**OBJECTIVE:**
Print every one of the following items word for word, leaving out the pictures.

**Data items:**
========================================

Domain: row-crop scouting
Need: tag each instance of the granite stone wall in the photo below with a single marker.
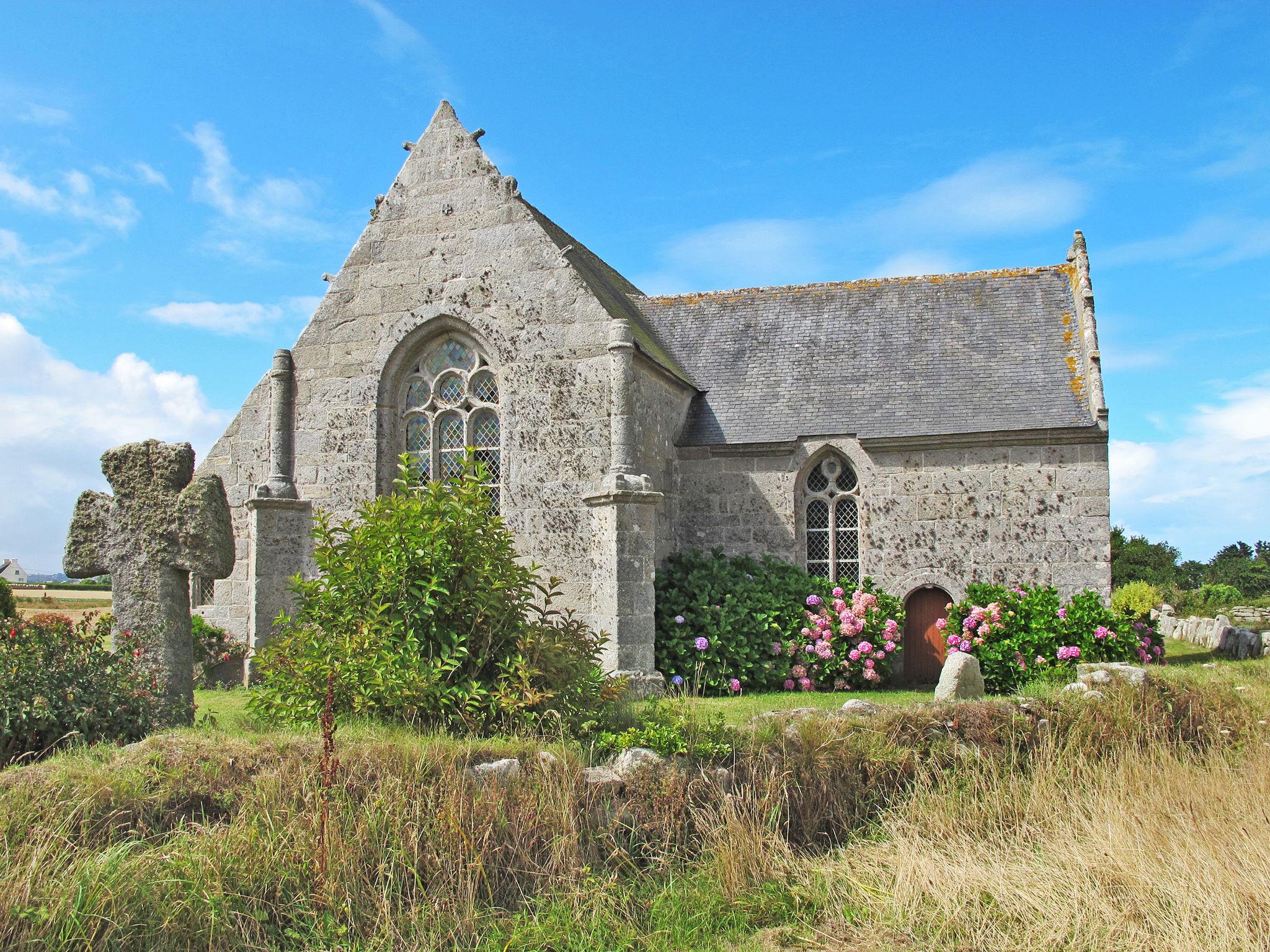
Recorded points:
(450, 247)
(991, 512)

========================================

**TASK ANSWER:**
Domain: row-crop scouting
Need: tag each instance of the granite stone wall in the photo below with a single marker.
Recorded points:
(450, 247)
(991, 512)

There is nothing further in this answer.